Enunciado A:
Responda, por favor, a estas perguntas sobre o texto de recompra de ações:
(i) Em até quantos meses a operação de recompra deve ser encerrada?
(ii) Em que período anterior as empresas também adotaram a estratégia de recompra?
(iii) Qual escritório de advocacia publicou um memorando com os principais requisitos da operação?
Enunciado B:
Escreva a continuação do texto sobre recompra de ações, começando logo após a última frase apresentada.

As recompras anunciadas neste ano já correspondem a mais de um terço das divulgadas em todo 2019, segundo dados compilados pela Comissão de Valores Mobiliários (CVM), regulador do mercado de capitais.

Prevista pela Lei das S.A. e regulada pela CVM, a recompra é um instrumento que permite às companhias adquirir suas ações para manter em tesouraria e eventualmente cancelá-las, o que beneficia os acionistas, pois reduz a base acionária que vai receber os dividendos. A operação, que precisa ser aprovada em assembleia geral ou pelo conselho de administração, deve ser encerrada em até 18 meses.

A recompra de ações no momento de baixa do mercado representa uma sinalização aos investidores de que os papéis estão muito baratos. É uma maneira de a administração mostrar que está de olho [em suas ações], que o preço não é condizente com o momento da empresa, diz Thiago Salomão, analista da Rico Corretora.

Vanessa Fiusa, sócia de mercados de capitais do escritório de advocacia Mattos Filho, afirma que houve um aumento de questionamentos de clientes sobre a operação. Por isso, o escritório, especializado em direito empresarial, publicou, na semana passada, um memorando com principais requisitos e providências a serem observados. Com ações mais baratas, o momento pode ser uma oportunidade importante para as companhias, diz Vanessa.

Outro momento em que as empresas aproveitaram para comprar na bacia das almas foi durante o segundo semestre de 2015, com o aprofundamento da crise econômica no segundo mandato de Dilma Rousseff, as companhias também adotaram a estratégia.

Mas a recompra não é imune a críticas. Para um gestor, que prefere não ser identificado, algumas operações sinalizam mais uma defesa de preço do que questão de valor. Segundo ele, algumas companhias estão usando caixa para só defender o preço da ação, e nem sempre essa seria a melhor alternativa. Preservar o caixa para comprar um concorrente, por exemplo, poderia ser mais vantajoso.

Dependendo do setor e da situação financeira da empresa - e levando em consideração o cenário de extremo pessimismo -, uma recompra pode ser inócua. Se a empresa tem caixa, está confortável e quer passar otimismo ao mercado, faz sentido ela fazer uma operação dessas, pondera Salomão, da Rico.

A disponibilidade de recursos é um dos requisitos destacados pelo memorando do Mattos Filho aos clientes. A situação financeira da companhia deve ser compatível com a liquidação da aquisição em seu vencimento sem afetar o cumprimento das obrigações assumidas com credores nem o pagamento de dividendos obrigatórios, fixos ou mínimos, diz o texto.

Itens de dados:
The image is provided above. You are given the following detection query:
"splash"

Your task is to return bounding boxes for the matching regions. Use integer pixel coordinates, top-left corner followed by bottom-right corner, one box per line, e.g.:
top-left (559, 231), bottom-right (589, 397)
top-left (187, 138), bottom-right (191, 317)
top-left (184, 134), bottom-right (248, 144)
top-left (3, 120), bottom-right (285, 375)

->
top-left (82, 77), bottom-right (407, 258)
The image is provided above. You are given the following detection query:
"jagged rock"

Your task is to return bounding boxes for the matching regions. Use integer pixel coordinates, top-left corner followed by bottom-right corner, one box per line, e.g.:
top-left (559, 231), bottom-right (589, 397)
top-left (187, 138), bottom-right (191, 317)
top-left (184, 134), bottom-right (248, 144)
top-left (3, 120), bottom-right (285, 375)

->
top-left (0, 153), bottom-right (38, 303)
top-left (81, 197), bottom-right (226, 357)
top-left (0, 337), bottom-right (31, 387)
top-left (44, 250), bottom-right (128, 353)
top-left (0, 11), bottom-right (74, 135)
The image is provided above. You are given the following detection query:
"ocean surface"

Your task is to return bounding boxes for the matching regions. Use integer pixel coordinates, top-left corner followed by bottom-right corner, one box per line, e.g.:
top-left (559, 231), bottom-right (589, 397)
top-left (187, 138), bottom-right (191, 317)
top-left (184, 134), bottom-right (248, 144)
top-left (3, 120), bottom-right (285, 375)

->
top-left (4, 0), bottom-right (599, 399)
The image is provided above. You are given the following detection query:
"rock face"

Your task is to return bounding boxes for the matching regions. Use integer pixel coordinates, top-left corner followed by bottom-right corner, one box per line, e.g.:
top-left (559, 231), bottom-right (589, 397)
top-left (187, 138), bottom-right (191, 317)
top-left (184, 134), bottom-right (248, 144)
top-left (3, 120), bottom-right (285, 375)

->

Resposta A:
(i) Em até 18 meses.
(ii) No segundo semestre de 2015.
(iii) O Mattos Filho.

Resposta B:
Na ata da reunião que decidiu pela recompra, a empresa de tecnologia Sinqia informou que a abertura do programa, o quinto da empresa, visa maximizar a geração de valor para os acionistas. As ações caíram quase 30% nas últimas duas semanas, o que, para diretor financeiro e de relações com investidores, Thiago Rocha, não reflete o momento vivido pela companhia.

Em entrevista ao Valor, Rocha disse que a operação não estava planejada. O que motivou o programa foi o fato de o preço das ações voltarem a ficar abaixo da oferta [subsequente] que fizemos no ano passado.

Em setembro, a Sinqia arrecadou R$ 362,7 milhões com a oferta de ações, por R$ 62 a unidade. Com a operação, a empresa fechou 2019 com caixa líquido (já descontadas as dívidas) de R$ 264 milhões. Considerando o preço fechamento no dia da aprovação da recompra - de R$ 15,27, o menor desde 14 de outubro -, a empresa gastaria R$ 90 milhões para adquirir até 10% dos papéis.

Para as empresas que precisam abastecer seus planos de remuneração por ações de executivos, a recompra agora é recomendável, assim como para aquelas que precisam das ações para pagamento de transações privadas, como aquisições de outras empresas.

A Lojas Renner, que anunciou uma recompra de 1% das ações em circulação, pretende utilizar os ativos em seu plano de remuneração. O mesmo vale para a empresa de softwares Linx, que anunciou recompra de até 8,1 milhões de papéis, correspondentes a 4,5% de suas ações em circulação, e cujo objetivo é lastrear o plano de incentivo aos administradores. Considerando o preço da ação em 9 de março, quando a empresa fez a divulgação, a operação teria valor total de R$ 138 milhões.

A NotreDame Intermédica, que anunciou recompra de até 3,4 milhões de ações em 9 de janeiro, pretende utilizar parte das ações como parte do pagamento pela aquisição do Grupo Clinipam, anunciada em novembro.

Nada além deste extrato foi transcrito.